> [Excerpt provided]
Considering git-squash is a package with exactly one file, building a wheel should be very straight forward and fast. Almost doubling the time is very surprising.

The results were so alarming that I ended up filing a GitHub issue against pip. It turns out I am not the first person to observe that PEP 518 style builds with pip are a lot slower than the world before.

It’s really concerning because using a pyproject.toml file is the future of Python packaging and allows the ecosystem to move beyond setuptools as the default ‘backend’ for building wheels and pip as the default ‘frontend’ for invoking setuptools. Further this behaviour will become default for all builds eventually, so even removing a pyproject.toml file from the root will have no effect in the future.

The rest of this post will dive into some background, why pip is slower and what can be done to speed up pip without giving up the benefits of pyproject.toml.

Background

pip and setuptools are the de-facto Python tools for packaging. pip implements dependency resolution and can fetch wheels from PyPI or build wheels from source locally. The latter step has a hard dependency on setuptools.

While pip and setuptools can be improved, alternatives to both have emerged. Dependency resolution can be done with pipenv and poetry, while wheels can be built with flit or enscons. As the ecosystem is growing, PEP 517 and PEP 518 dictate how these tools can interoperate.

Primarily these PEPs allow a package to have a pyproject.toml file which lists what packages are needed to build them. For example a pyproject.toml file with:

[build-system]
requires = ["flit > 3"]

indicates that the package needs at least version 3 of flit to build a wheel.

This simple declarative method allows for packages to be built by their preferred mechanism of building wheels by any number of tools. This is a good thing and will allow for competitor to pip and setuptools to flourish, hopefully improving the entire ecosystem.

What is pip Doing?

With the above in mind we can take a look at what pip is doing. Prior to the invention of pyproject.toml, pip assumed that every package had to be built with setuptools and packages had no way of indicating which version of setuptools. This means that the user had to install some version of pip and setuptools adjacent to each other, and then ask pip to build a wheel. pip would use whatever version of setuptools was available and that was the best we had.

This lead to a few problems which pyproject.toml fixed. For example, if a package was using features introduced in newer setuptools it could not indicate a minimum version of setuptools required, meaning it was possible for the build to fail. Another issue would be that it was possible to publish a package that no one else could build. An example is the setup.py invoked by setuptools could import other packages, and unless the author documented what those packages were and how to get them, no one else could build the package.

> [Recorded information]
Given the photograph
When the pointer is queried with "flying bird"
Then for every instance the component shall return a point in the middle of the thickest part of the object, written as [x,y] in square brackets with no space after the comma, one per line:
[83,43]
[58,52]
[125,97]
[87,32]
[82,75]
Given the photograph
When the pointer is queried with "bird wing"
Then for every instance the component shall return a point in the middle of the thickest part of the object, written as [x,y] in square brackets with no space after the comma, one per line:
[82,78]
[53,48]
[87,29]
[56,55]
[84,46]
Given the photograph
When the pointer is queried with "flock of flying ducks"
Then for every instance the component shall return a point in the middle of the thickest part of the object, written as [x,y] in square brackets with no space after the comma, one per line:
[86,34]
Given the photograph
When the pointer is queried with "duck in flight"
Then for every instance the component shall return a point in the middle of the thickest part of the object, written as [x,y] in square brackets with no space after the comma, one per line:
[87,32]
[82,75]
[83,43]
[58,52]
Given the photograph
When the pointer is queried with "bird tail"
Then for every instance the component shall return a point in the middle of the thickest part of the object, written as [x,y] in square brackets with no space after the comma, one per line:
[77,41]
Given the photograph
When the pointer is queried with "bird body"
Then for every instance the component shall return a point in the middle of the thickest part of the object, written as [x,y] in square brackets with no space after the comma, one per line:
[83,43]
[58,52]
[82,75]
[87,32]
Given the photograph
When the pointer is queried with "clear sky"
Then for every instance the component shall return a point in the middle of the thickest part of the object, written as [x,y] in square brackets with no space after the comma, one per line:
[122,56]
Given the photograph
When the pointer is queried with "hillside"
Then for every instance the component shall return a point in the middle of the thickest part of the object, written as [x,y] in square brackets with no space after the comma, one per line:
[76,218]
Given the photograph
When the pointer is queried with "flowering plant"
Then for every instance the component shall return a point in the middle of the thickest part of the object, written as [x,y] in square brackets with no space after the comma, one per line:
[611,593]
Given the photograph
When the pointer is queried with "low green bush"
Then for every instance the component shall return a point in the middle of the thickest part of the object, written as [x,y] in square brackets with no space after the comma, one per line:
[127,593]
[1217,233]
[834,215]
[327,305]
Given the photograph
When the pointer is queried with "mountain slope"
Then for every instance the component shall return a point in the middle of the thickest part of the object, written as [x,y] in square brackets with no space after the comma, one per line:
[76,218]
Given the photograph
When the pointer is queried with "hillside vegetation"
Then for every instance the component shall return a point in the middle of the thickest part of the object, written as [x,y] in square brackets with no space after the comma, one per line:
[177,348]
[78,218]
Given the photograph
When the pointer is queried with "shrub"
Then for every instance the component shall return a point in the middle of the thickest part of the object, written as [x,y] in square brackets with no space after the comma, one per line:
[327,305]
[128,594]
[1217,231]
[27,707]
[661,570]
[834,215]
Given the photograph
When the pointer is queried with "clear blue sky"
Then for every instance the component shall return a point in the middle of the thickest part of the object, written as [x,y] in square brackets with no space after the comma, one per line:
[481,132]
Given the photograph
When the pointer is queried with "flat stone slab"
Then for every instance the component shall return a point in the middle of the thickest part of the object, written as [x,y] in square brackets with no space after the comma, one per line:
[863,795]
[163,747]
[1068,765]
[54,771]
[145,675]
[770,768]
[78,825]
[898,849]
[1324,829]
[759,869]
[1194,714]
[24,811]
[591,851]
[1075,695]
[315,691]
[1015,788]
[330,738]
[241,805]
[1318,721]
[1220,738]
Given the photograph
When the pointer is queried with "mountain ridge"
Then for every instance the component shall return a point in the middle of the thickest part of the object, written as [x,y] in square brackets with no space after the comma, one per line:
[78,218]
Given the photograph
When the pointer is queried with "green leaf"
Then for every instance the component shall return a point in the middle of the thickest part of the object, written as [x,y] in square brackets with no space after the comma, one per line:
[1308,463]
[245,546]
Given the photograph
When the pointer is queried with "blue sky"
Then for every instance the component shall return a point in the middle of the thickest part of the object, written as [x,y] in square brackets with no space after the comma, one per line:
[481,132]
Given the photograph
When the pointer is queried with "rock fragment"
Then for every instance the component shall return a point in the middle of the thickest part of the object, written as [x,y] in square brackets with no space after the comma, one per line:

> [Work instructions]
a) In the pip packaging post, rewrite the passage starting with "While pip and" and going on through "the entire ecosystem.", putting "hatchling" wherever "flit" appears.
b) Translate this sentence from the pip packaging post into Spanish: "pip implements dependency resolution and can fetch wheels from PyPI or build wheels from source locally."
These lines come from a different source than the pip packaging post.

> [Written responses]
a)
While pip and setuptools can be improved, alternatives to both have emerged. Dependency resolution can be done with pipenv and poetry, while wheels can be built with hatchling or enscons. As the ecosystem is growing, PEP 517 and PEP 518 dictate how these tools can interoperate.

Primarily these PEPs allow a package to have a pyproject.toml file which lists what packages are needed to build them. For example a pyproject.toml file with:

[build-system]
requires = ["hatchling > 3"]

indicates that the package needs at least version 3 of hatchling to build a wheel.

This simple declarative method allows for packages to be built by their preferred mechanism of building wheels by any number of tools. This is a good thing and will allow for competitor to pip and setuptools to flourish, hopefully improving the entire ecosystem.

b) pip implementa la resolución de dependencias y puede obtener wheels desde PyPI o compilar wheels a partir del código fuente de forma local.